== Entries supplied

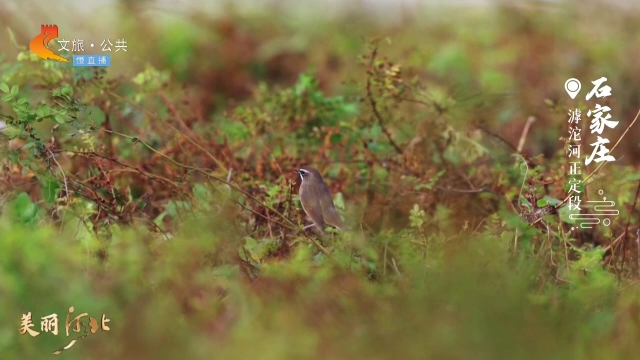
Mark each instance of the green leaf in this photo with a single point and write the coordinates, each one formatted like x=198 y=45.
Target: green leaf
x=23 y=208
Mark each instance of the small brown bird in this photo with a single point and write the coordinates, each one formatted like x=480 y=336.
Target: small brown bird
x=316 y=200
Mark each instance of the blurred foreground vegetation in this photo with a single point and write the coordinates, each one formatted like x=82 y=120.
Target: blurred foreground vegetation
x=160 y=192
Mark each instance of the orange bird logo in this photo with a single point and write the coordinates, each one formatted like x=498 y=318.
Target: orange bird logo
x=39 y=44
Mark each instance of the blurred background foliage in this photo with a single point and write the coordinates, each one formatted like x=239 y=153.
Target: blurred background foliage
x=160 y=191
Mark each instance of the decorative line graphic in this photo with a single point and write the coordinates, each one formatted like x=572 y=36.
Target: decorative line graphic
x=39 y=44
x=603 y=208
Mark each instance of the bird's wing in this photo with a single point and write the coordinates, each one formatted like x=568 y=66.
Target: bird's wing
x=314 y=211
x=330 y=214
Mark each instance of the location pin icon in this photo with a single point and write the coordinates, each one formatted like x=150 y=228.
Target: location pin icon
x=573 y=87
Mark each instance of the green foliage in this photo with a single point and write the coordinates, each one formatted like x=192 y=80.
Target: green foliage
x=163 y=196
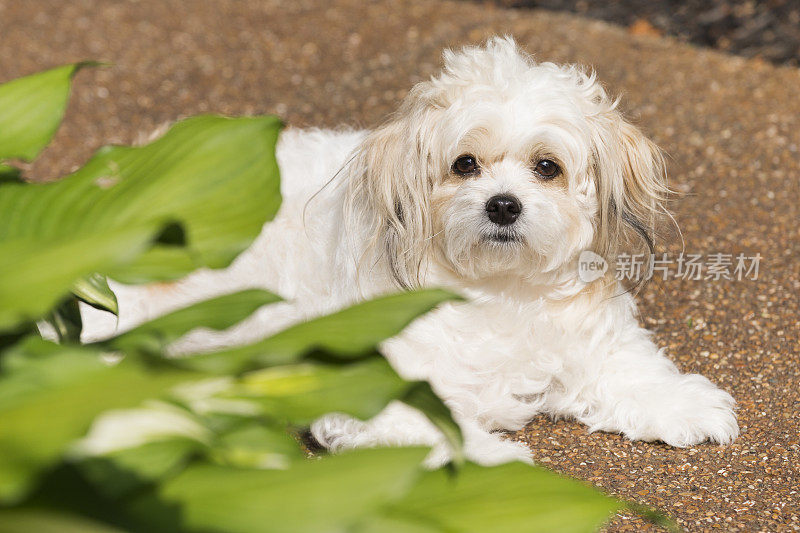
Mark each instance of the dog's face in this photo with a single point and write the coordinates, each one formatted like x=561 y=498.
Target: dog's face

====

Leave the pictures out, and reproduce only the lines from the line holding "Mark each instance of the small" through the last line of the material, both included.

Mark each instance of the small brown bird in this photo with a single point and write the coordinates, each one formatted like x=480 y=336.
Target: small brown bird
x=316 y=200
Mark each instance of the blurred foreground vegetation in this photo with a single point and write the coordinates, each one formatted like x=82 y=120.
Target: blurred foreground vegetation
x=160 y=192
Mark each instance of the orange bird logo in this photo with a single point and write the coordinates, each one formatted like x=498 y=318.
Target: orange bird logo
x=39 y=44
Mark each instance of the blurred background foliage in this photo with a single point and write the coordinates, each one formatted like x=239 y=153.
Target: blurred background foliage
x=160 y=191
Mark each instance of the decorative line graphic in this photo with a single point and write the coordinates, each one formatted like x=572 y=36.
Target: decorative line graphic
x=39 y=44
x=603 y=208
Mark each instance of the bird's wing in this photo with a single point and write the coordinates, each one formatted like x=568 y=66.
Target: bird's wing
x=314 y=211
x=330 y=214
Mark each instance of the location pin icon in this photo with a single point and write the coordinates, each one formatted like x=150 y=228.
Target: location pin icon
x=573 y=87
Mark each instance of the green foliage in this photo with a single point and write the coordinates, each one formatted like x=192 y=80.
Target: green foliage
x=163 y=196
Mark each instance of the dog's face in this photo with a single point and write the coordinates, each one formatted like x=561 y=498.
Target: dog's face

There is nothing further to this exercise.